> _Objective_: Revise the material below by swapping each occurrence of "integer pixel coordinates" for "whole-number pixel positions", keeping every other line and character the same.

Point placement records
══════════════════════════════

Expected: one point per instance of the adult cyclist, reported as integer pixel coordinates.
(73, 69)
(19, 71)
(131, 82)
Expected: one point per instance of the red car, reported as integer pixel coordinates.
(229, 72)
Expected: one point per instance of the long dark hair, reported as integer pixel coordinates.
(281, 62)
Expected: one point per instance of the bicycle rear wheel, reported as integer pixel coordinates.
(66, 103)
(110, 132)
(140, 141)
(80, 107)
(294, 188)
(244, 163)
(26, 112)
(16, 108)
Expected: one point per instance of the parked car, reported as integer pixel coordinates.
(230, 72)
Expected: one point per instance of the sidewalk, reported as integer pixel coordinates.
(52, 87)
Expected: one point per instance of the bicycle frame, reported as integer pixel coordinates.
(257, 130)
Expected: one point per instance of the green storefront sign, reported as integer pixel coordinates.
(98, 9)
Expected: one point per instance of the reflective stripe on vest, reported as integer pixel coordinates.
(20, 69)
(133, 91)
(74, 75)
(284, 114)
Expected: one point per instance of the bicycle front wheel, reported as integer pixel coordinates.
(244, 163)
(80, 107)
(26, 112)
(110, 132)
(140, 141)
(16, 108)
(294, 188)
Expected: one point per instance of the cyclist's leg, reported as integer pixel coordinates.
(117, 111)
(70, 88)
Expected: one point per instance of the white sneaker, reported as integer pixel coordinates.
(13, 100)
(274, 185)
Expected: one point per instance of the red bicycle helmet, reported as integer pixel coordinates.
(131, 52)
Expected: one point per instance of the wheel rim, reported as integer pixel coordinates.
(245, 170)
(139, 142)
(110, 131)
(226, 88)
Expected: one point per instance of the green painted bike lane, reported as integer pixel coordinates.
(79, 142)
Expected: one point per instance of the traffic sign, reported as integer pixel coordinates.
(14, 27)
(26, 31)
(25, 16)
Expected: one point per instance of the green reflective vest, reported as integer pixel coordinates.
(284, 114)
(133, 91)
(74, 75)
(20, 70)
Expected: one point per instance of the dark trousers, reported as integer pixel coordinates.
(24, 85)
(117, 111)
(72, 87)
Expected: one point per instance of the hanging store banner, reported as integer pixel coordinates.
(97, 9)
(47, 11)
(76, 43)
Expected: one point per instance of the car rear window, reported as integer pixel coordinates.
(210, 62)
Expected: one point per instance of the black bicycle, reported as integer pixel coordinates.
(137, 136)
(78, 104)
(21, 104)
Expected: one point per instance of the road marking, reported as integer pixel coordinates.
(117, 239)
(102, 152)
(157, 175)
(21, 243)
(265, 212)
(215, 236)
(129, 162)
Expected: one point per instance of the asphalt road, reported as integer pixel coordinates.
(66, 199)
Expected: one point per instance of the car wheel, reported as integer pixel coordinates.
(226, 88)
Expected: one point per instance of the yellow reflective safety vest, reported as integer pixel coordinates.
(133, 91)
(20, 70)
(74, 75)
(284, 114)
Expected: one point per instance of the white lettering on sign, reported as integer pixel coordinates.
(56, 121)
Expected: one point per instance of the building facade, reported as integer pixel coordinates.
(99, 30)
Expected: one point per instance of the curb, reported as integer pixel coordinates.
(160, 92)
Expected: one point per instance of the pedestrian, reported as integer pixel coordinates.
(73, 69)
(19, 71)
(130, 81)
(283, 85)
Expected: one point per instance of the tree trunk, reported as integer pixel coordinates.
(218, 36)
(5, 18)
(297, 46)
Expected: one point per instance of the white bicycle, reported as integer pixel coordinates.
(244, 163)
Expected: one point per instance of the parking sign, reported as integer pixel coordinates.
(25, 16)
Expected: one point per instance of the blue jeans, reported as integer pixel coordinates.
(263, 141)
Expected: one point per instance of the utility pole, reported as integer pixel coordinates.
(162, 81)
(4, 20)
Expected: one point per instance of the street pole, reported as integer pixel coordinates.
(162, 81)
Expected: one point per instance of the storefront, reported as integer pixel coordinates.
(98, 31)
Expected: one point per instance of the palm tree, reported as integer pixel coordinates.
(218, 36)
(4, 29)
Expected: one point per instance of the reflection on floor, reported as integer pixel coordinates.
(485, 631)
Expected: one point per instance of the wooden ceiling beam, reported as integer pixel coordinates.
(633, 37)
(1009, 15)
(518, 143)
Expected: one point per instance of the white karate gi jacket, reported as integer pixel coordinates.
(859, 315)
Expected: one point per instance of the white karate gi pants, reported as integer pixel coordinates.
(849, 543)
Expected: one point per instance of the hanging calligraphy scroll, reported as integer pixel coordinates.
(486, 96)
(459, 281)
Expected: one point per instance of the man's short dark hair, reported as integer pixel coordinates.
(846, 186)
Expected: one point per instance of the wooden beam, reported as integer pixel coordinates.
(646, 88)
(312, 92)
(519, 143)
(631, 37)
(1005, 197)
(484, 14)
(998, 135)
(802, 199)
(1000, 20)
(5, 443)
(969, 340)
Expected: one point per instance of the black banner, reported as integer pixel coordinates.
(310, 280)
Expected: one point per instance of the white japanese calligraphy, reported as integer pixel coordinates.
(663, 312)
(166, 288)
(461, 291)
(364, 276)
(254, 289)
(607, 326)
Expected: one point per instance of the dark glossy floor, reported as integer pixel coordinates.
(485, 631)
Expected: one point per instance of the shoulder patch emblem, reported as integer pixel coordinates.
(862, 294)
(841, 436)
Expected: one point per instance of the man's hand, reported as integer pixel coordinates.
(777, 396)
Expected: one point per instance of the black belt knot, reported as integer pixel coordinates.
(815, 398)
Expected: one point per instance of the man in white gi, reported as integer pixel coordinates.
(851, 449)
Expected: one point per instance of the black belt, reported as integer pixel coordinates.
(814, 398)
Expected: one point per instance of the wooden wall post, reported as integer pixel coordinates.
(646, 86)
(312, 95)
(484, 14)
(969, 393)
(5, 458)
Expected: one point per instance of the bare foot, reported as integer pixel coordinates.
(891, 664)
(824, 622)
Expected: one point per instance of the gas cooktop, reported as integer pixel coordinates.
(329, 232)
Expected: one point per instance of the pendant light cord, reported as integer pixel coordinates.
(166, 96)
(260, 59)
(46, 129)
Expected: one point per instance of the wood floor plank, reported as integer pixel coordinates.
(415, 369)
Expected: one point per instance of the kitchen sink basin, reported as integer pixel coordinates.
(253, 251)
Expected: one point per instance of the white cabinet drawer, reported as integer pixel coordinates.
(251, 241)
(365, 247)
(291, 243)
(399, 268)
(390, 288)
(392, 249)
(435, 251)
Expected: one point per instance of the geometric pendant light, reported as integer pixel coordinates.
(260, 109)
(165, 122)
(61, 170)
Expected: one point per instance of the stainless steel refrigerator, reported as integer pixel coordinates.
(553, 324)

══════════════════════════════

> _Task output_:
Expected: one point per instance of the adult cyclist, reported as whole-number pixel positions.
(73, 69)
(19, 71)
(131, 82)
Expected: one point per instance of the red car, reported as whole-number pixel positions.
(229, 72)
Expected: one point per instance of the long dark hair, reported as whole-number pixel positions.
(281, 62)
Expected: one point per instance of the bicycle rear wheel, reported as whole-number pixel positions.
(66, 103)
(110, 132)
(140, 141)
(80, 107)
(294, 188)
(244, 163)
(26, 112)
(16, 108)
Expected: one point per instance of the parked car, reported as whole-number pixel positions.
(230, 72)
Expected: one point per instance of the sidewalk, reported as whole-number pixel positions.
(52, 87)
Expected: one point per instance of the bicycle frame, reported as whole-number pixel positions.
(257, 130)
Expected: one point per instance of the green storefront sign, reported as whole-number pixel positions.
(98, 9)
Expected: one point per instance of the reflective stripe on vest, reported as whole-number pixel positions.
(20, 69)
(133, 91)
(74, 75)
(284, 114)
Expected: one point per instance of the bicycle front wheel, reported as whole-number pixel positions.
(244, 163)
(80, 107)
(26, 112)
(110, 132)
(140, 141)
(16, 108)
(294, 188)
Expected: one point per instance of the cyclist's leg, reported as whole-number pixel positions.
(117, 111)
(70, 88)
Expected: one point per instance of the white sneaker, reported as whole-number pixel positions.
(13, 100)
(274, 185)
Expected: one point per instance of the red bicycle helmet, reported as whole-number pixel positions.
(131, 52)
Expected: one point per instance of the wheel rim, reported as whole-number pixel positions.
(245, 170)
(139, 142)
(110, 131)
(226, 88)
Expected: one point per instance of the green painted bike lane, reported as whole-number pixel positions.
(79, 142)
Expected: one point per instance of the traffic sign, reported as whole-number pixel positions.
(14, 27)
(26, 31)
(25, 16)
Expected: one point per instance of the green reflective vest, reported as whole-number pixel positions.
(284, 114)
(133, 91)
(74, 75)
(20, 70)
Expected: one point per instance of the dark trousers, reported as whole-number pixel positions.
(24, 85)
(117, 111)
(72, 87)
Expected: one point per instance of the hanging store banner, reported as whole-number pixel positions.
(97, 9)
(47, 11)
(76, 43)
Expected: one point per instance of the car rear window, reported as whole-number pixel positions.
(210, 62)
Expected: one point per instance of the black bicycle, reported as whole-number pixel positions.
(137, 136)
(78, 104)
(21, 104)
Expected: one point per instance of the road marking, reported as whole-number pixel positions.
(117, 239)
(102, 152)
(157, 175)
(21, 243)
(265, 212)
(215, 236)
(129, 162)
Expected: one point per instance of the asphalt road, reported as whole-number pixel positions.
(66, 199)
Expected: one point per instance of the car wheel, reported as whole-number pixel positions.
(226, 88)
Expected: one point per instance of the yellow reflective safety vest, reported as whole-number pixel positions.
(133, 91)
(20, 70)
(74, 75)
(284, 114)
Expected: one point per instance of the white lettering on sign, reported as whole-number pixel positions.
(56, 121)
Expected: one point per instance of the building facade, reported as whole-number pixel positions.
(99, 30)
Expected: one point per instance of the curb, reported as whole-number pixel positions.
(160, 92)
Expected: one point per instance of the pedestrian, reported as whole-number pixel positions.
(73, 69)
(19, 71)
(130, 81)
(283, 85)
Expected: one point per instance of the tree trunk, reported as whole-number pixel positions.
(218, 36)
(5, 18)
(297, 46)
Expected: one point per instance of the white bicycle, reported as whole-number pixel positions.
(244, 163)
Expected: one point per instance of the parking sign, reported as whole-number pixel positions.
(25, 16)
Expected: one point per instance of the blue jeans, reported as whole-number pixel positions.
(263, 141)
Expected: one point per instance of the utility pole, reported as whole-number pixel positions.
(162, 81)
(4, 20)
Expected: one point per instance of the street pole, reported as whole-number pixel positions.
(162, 81)
Expected: one point per instance of the storefront, reported as whole-number pixel positions.
(98, 31)
Expected: one point per instance of the palm tree, reported as whole-number pixel positions.
(218, 36)
(4, 29)
Expected: one point per instance of the reflection on floor, reported as whole-number pixel positions.
(485, 631)
Expected: one point per instance of the wooden ceiling beam, reported as whole-number pixel positions.
(633, 37)
(1009, 15)
(518, 143)
Expected: one point per instance of the white karate gi jacket, reported as whole-number pixel positions.
(859, 315)
Expected: one point per instance of the white karate gi pants, reported as whole-number pixel positions.
(849, 543)
Expected: one point per instance of the hanging calligraphy scroll, reported as whole-number pixel positions.
(486, 96)
(459, 281)
Expected: one point per instance of the man's short dark hair, reported as whole-number pixel positions.
(846, 186)
Expected: one point per instance of the wooden beam, reported as whole-number pixel positions.
(646, 88)
(312, 92)
(519, 143)
(631, 37)
(1005, 197)
(484, 14)
(998, 135)
(802, 199)
(1000, 20)
(5, 443)
(969, 340)
Expected: one point per instance of the black banner, reported as whole-number pixel positions.
(310, 280)
Expected: one point per instance of the white japanese calligraphy, reported as whole-number pixel positions.
(663, 312)
(166, 288)
(461, 291)
(364, 276)
(254, 289)
(607, 326)
Expected: one point per instance of the dark glossy floor, reported as whole-number pixel positions.
(485, 631)
Expected: one point per instance of the shoulder patch emblem, reported as whole-number pixel positions.
(862, 294)
(841, 436)
Expected: one point per instance of the man's hand, reported as whole-number pixel positions.
(777, 396)
Expected: one point per instance of the black belt knot, reported as whole-number pixel positions.
(815, 398)
Expected: one point per instance of the man in white gi, reported as whole-number pixel positions.
(851, 449)
Expected: one point per instance of the black belt, reported as whole-number pixel positions.
(814, 398)
Expected: one point per instance of the wooden wall post, reported as whole-number pixel positions.
(646, 86)
(312, 95)
(484, 14)
(969, 393)
(5, 458)
Expected: one point per instance of the bare foot, reported as whole-number pixel positions.
(891, 664)
(824, 622)
Expected: one point per instance of the gas cooktop, reported as whole-number pixel positions.
(329, 232)
Expected: one point per instance of the pendant light cord, reported as whole-number pixel positions.
(166, 96)
(260, 59)
(46, 129)
Expected: one point per instance of the wood floor plank, reported as whole-number pixel positions.
(415, 369)
Expected: one point per instance of the kitchen sink basin, reported as whole-number pixel positions.
(253, 251)
Expected: one point per instance of the white cabinet drawer, reported as whole-number pixel positions.
(251, 241)
(365, 247)
(291, 243)
(399, 268)
(390, 288)
(392, 249)
(435, 251)
Expected: one point per instance of the geometric pendant light, reported as whole-number pixel positions.
(260, 109)
(165, 122)
(61, 170)
Expected: one point per instance of the stainless steel refrigerator, reported as whole-number pixel positions.
(553, 324)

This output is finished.